# Page extract

-----

Being a ten-year-old fan of the 9th Wonder of the World (as she was often dubbed in wrestling culture) was delicate. The audience to whom you boldly confessed wanting to look like her could encourage or stunt you in this impressionable stage. While some would tell me I could “be whatever I wanted to be,” more often my desires were countered. “She looks like a man,” they’d insist. “You don’t want to look like that.” Had I not seen her opponents ridicule her for this very reason and witnessed them powerbombed for their ignorance, perhaps it would have stuck.
Wrestling fans were adamant about questioning her womanhood. Rumors that she was trans could not be thwarted, and while of course it isn’t embarrassing to be trans, nor would it have made Chyna less of a woman to be trans, the rumors were intended to embarrass and to call her womanhood into question. Signs about her then-lover that read, “Triple H is part queer” popped up in the audience. Wrestling was a lot more “adult” then, and the public’s tongue was even less progressive than it is now. While the “divas” (women wrestlers), who earned centerfolds in magazines and the privilege to be valets to their male co-stars, had matches in which the objective was to strip your opponent down to her bra and panties, Chyna was tossing men over the top rope, disqualifying them in the Royal Rumble. While girls in my high school gym would lazily walk on treadmills until the bell rang, I quietly did bicep curls in the corner of the weight room. Chyna planted a seed in my head that I couldn’t shake.
But Chyna’s accomplishments in wrestling have been enumerated countless times by those who know her legacy isn’t being recognized. Words like “trailblazer,” “pioneer,” “legend,” are exhausted. She remains, 17 years later, the only woman to hold the intercontinental championship, and has done so twice. She was the first woman to enter the Royal Rumble (that wouldn’t happen again for ten years), the only to participate in the King of the Ring tournament, was once the number one contender for the World Heavyweight Title, and parted with the company the only undefeated Women’s Champion.

-----

# Record excerpts
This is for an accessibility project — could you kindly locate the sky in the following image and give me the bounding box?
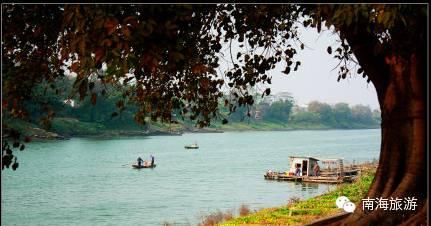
[270,28,379,109]
[221,25,380,109]
[264,28,379,109]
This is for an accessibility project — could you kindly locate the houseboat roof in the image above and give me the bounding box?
[289,156,319,161]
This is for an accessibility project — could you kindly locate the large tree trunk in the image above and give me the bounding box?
[335,37,428,225]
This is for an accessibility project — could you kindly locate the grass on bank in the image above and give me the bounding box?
[219,169,375,226]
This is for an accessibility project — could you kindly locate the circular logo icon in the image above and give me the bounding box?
[343,202,356,213]
[335,196,350,209]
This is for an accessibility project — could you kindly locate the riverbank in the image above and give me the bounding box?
[219,167,376,226]
[4,117,380,140]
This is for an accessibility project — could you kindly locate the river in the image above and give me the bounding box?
[1,129,380,225]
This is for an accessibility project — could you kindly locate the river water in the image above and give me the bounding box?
[1,129,380,225]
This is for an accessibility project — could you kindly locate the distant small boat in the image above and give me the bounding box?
[184,143,199,149]
[132,164,157,169]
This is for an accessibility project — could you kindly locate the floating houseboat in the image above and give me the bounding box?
[264,156,359,184]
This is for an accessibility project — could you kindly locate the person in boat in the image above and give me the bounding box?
[150,155,154,166]
[136,157,144,166]
[295,164,301,177]
[313,162,320,177]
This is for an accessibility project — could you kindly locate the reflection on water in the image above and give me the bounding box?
[1,130,380,225]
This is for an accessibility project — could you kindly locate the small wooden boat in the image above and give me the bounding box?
[132,164,157,169]
[184,143,199,149]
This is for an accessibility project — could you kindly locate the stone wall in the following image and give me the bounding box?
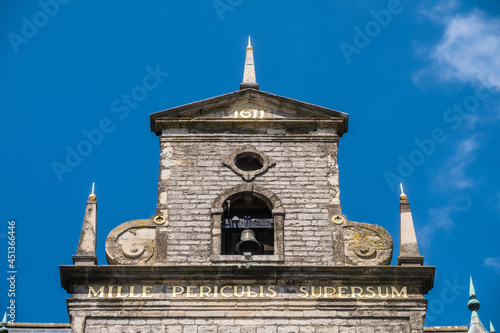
[85,317,413,333]
[157,135,344,265]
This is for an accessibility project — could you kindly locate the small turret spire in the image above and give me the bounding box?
[73,183,97,266]
[240,36,259,90]
[398,184,424,266]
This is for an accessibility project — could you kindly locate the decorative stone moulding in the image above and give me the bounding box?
[344,221,392,266]
[222,146,276,182]
[106,219,156,265]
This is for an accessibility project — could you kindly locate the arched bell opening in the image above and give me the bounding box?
[220,192,274,255]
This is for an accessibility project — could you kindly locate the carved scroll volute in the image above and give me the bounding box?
[344,221,392,266]
[106,219,156,265]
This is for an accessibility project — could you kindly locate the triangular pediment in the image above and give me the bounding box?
[150,89,348,133]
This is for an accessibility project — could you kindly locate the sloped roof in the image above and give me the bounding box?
[150,89,349,136]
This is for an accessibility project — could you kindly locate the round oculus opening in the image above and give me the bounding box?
[234,152,264,171]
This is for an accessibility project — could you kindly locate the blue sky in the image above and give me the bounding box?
[0,0,500,326]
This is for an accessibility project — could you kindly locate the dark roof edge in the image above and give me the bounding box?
[149,88,349,133]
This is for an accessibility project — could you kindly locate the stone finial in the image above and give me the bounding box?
[0,312,9,333]
[73,184,97,266]
[240,36,259,90]
[467,276,488,333]
[398,184,424,266]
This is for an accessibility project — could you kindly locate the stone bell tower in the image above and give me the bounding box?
[61,40,434,333]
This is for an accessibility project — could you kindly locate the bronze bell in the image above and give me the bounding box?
[236,229,262,254]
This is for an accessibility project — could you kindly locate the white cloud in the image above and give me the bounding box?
[417,195,471,248]
[414,1,500,90]
[434,134,481,191]
[483,257,500,274]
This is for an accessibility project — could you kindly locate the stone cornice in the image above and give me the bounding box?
[59,264,435,294]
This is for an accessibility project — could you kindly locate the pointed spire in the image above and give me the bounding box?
[0,312,9,333]
[398,184,424,266]
[240,36,259,90]
[73,183,97,266]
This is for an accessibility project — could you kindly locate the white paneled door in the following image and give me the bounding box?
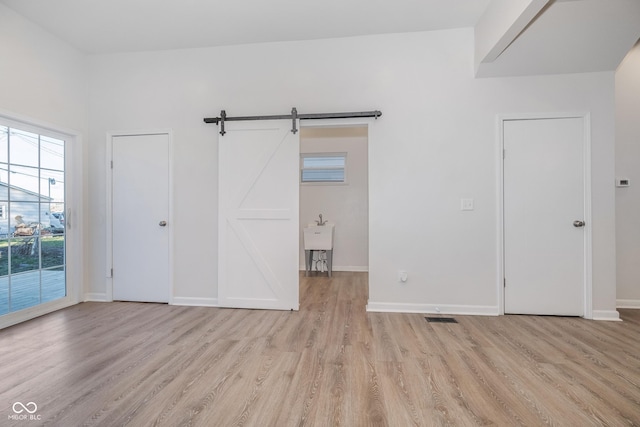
[218,120,300,310]
[111,134,171,302]
[503,117,590,316]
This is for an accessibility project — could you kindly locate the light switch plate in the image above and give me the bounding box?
[460,199,473,211]
[616,178,631,187]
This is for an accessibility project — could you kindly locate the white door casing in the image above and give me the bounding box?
[218,120,300,310]
[502,117,590,316]
[110,133,171,302]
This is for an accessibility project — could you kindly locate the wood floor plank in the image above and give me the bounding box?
[0,272,640,427]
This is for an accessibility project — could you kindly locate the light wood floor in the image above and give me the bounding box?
[0,272,640,427]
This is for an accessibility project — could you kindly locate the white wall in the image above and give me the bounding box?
[0,4,91,320]
[89,29,616,315]
[616,42,640,308]
[300,123,369,271]
[0,4,88,133]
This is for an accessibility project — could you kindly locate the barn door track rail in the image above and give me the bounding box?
[204,107,382,136]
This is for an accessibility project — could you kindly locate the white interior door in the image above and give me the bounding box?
[503,118,589,316]
[112,134,171,302]
[218,120,300,310]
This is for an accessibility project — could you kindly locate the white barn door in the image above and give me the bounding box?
[503,117,590,316]
[218,120,300,310]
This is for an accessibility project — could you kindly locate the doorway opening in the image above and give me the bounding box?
[299,124,369,277]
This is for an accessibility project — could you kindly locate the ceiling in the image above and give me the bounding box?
[0,0,640,77]
[1,0,490,54]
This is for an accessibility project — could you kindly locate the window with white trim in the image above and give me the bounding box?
[300,153,347,184]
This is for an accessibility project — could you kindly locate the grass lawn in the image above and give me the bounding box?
[0,235,64,276]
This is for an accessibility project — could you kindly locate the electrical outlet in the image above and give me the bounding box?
[398,270,408,283]
[460,199,473,211]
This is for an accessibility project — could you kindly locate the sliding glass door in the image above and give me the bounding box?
[0,122,67,315]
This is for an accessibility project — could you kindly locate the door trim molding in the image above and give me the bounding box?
[496,112,594,319]
[105,129,175,305]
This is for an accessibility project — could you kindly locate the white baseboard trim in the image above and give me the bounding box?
[171,297,220,307]
[367,302,500,316]
[300,265,369,273]
[592,310,622,322]
[84,292,111,302]
[616,299,640,308]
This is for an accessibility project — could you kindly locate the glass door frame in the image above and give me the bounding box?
[0,112,84,329]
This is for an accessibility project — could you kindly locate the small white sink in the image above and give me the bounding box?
[303,222,335,251]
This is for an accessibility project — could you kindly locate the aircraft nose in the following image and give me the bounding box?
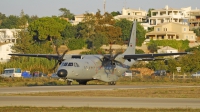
[57,69,67,77]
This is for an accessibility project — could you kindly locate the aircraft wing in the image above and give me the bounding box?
[9,54,59,59]
[124,52,190,60]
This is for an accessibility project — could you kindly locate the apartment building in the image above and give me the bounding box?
[114,8,147,22]
[148,5,191,26]
[145,22,196,42]
[0,29,21,43]
[189,9,200,29]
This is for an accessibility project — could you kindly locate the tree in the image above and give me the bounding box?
[111,11,121,17]
[12,30,34,53]
[148,43,158,53]
[59,8,74,20]
[77,10,121,48]
[61,23,77,39]
[147,8,155,17]
[17,10,28,29]
[115,19,132,41]
[91,33,108,49]
[0,15,19,29]
[28,17,67,41]
[192,27,200,37]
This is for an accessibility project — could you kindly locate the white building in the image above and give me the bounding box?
[149,5,191,26]
[114,8,147,22]
[0,29,21,43]
[157,46,179,58]
[0,43,14,63]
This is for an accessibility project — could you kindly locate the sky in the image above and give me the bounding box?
[0,0,200,17]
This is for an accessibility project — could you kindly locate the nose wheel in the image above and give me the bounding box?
[108,81,116,85]
[67,80,72,86]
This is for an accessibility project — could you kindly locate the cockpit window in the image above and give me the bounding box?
[62,62,68,66]
[74,63,79,67]
[68,62,73,66]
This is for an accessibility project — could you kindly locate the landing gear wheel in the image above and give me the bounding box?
[67,81,72,85]
[79,81,87,85]
[108,81,116,85]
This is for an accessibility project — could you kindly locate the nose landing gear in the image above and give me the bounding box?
[108,81,116,85]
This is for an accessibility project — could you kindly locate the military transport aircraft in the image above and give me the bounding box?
[9,22,188,85]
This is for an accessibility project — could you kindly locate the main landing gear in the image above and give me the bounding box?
[108,81,116,85]
[67,79,73,86]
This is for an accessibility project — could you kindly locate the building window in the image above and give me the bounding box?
[183,28,186,31]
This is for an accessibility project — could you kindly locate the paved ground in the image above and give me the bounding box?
[0,96,200,108]
[0,85,200,108]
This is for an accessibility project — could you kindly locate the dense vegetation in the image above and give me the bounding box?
[0,8,200,73]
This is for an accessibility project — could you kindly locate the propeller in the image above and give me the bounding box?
[52,46,68,70]
[102,45,123,73]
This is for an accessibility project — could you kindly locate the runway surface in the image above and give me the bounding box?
[0,85,200,95]
[0,85,200,108]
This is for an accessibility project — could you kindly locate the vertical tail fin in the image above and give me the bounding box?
[123,21,137,54]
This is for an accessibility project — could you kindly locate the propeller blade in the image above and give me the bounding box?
[51,61,59,70]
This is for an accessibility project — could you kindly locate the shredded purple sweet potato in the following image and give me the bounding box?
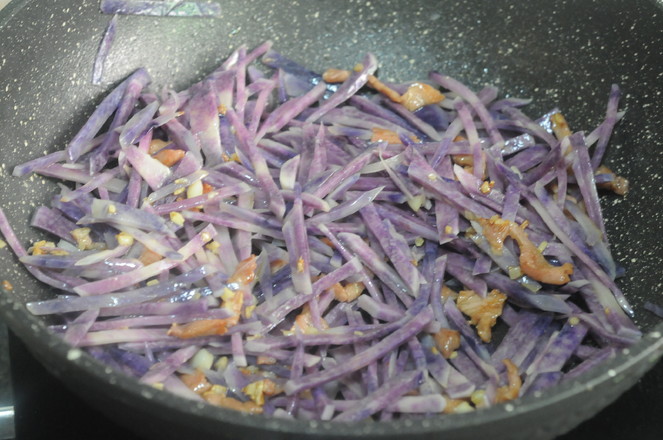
[0,42,644,421]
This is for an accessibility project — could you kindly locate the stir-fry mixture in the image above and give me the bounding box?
[0,42,641,421]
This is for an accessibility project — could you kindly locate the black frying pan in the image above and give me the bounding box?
[0,0,663,439]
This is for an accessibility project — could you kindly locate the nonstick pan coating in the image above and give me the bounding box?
[0,0,663,439]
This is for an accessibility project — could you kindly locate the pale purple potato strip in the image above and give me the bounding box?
[67,69,149,162]
[89,70,152,174]
[284,308,433,396]
[306,53,378,122]
[334,371,422,422]
[100,0,221,18]
[74,225,216,296]
[226,110,285,218]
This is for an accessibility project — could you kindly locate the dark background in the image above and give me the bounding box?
[6,334,663,440]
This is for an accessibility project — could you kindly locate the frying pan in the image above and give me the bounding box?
[0,0,663,439]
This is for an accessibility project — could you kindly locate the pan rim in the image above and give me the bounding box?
[0,0,663,435]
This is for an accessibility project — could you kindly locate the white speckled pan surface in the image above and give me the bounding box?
[0,0,663,440]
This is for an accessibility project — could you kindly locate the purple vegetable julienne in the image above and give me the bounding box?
[0,42,644,423]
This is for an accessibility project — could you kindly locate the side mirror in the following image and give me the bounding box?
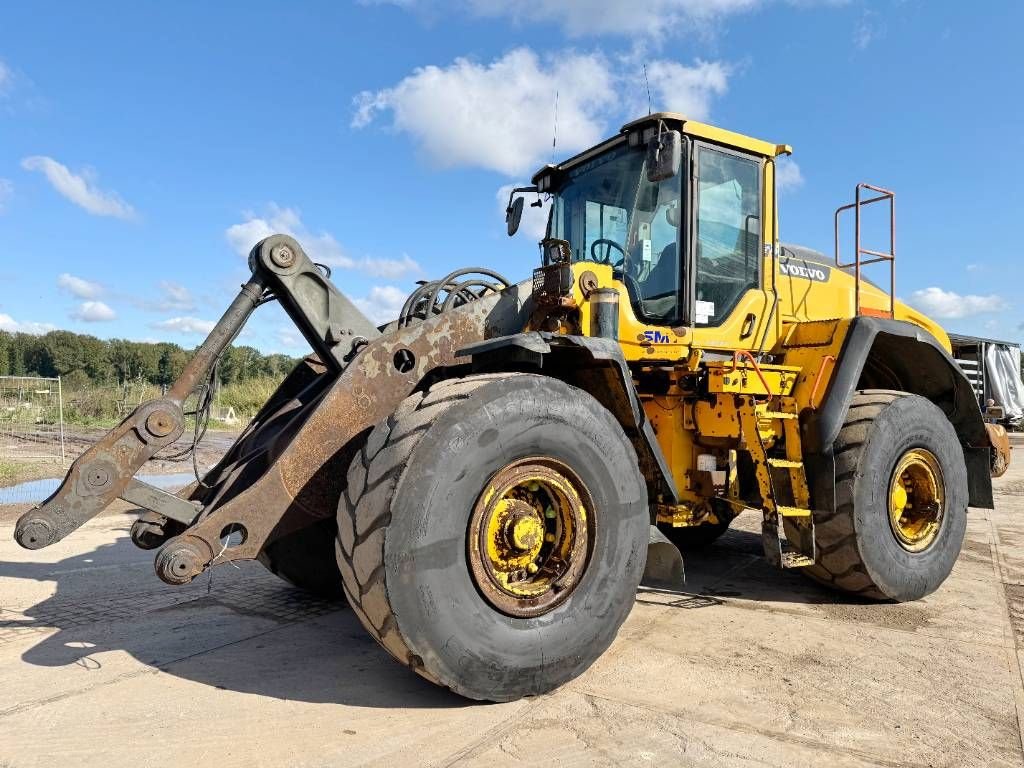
[505,198,524,238]
[647,131,683,184]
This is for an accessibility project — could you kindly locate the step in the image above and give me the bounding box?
[782,552,814,568]
[768,456,804,469]
[775,504,811,517]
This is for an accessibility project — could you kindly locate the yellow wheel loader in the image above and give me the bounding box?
[15,114,1008,701]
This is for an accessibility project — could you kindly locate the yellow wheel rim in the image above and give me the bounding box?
[889,449,945,552]
[467,457,594,616]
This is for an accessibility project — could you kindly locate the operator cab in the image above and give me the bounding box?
[510,113,790,327]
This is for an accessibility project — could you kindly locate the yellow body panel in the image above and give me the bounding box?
[536,115,950,536]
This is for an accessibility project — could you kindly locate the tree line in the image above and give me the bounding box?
[0,331,298,389]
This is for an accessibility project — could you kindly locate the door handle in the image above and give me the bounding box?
[739,312,758,339]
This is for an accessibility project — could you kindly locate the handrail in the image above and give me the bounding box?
[835,182,896,317]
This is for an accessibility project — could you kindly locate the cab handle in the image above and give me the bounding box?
[739,312,758,339]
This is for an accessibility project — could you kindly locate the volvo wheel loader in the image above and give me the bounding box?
[15,114,1006,700]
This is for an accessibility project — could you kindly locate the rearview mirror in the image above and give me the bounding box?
[647,131,683,184]
[505,198,523,238]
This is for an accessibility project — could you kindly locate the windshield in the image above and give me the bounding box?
[548,145,682,324]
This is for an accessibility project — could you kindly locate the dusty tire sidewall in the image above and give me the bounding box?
[384,376,649,700]
[854,395,968,601]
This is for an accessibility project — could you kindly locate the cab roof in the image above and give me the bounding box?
[534,112,793,184]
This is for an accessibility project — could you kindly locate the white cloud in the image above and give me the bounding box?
[352,48,729,176]
[353,286,409,325]
[57,272,103,299]
[352,48,617,176]
[0,178,14,214]
[853,10,886,50]
[0,312,57,336]
[368,0,770,39]
[908,286,1008,319]
[150,317,217,336]
[775,156,804,191]
[497,184,551,240]
[130,280,196,312]
[355,253,423,280]
[224,203,422,280]
[647,59,729,120]
[71,301,118,323]
[22,155,135,219]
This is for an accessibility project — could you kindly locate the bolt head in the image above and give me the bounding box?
[86,467,111,488]
[270,246,295,267]
[14,517,57,549]
[154,545,206,585]
[145,411,174,437]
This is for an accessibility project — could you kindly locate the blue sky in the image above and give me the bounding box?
[0,0,1024,354]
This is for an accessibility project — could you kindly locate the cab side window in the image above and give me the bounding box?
[694,146,761,326]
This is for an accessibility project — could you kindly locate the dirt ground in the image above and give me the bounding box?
[0,448,1024,768]
[0,426,238,487]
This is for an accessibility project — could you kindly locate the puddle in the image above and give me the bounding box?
[0,472,195,504]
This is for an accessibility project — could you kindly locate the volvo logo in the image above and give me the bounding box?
[778,259,831,283]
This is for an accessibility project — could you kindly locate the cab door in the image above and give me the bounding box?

-----

# Direction
Write out the piece about Chyna word for word, starting with "But Chyna’s accomplishments" and going on through "undefeated Women’s Champion.". Go by the piece about Chyna and nothing else.

# Answer to the exercise
But Chyna’s accomplishments in wrestling have been enumerated countless times by those who know her legacy isn’t being recognized. Words like “trailblazer,” “pioneer,” “legend,” are exhausted. She remains, 17 years later, the only woman to hold the intercontinental championship, and has done so twice. She was the first woman to enter the Royal Rumble (that wouldn’t happen again for ten years), the only to participate in the King of the Ring tournament, was once the number one contender for the World Heavyweight Title, and parted with the company the only undefeated Women’s Champion.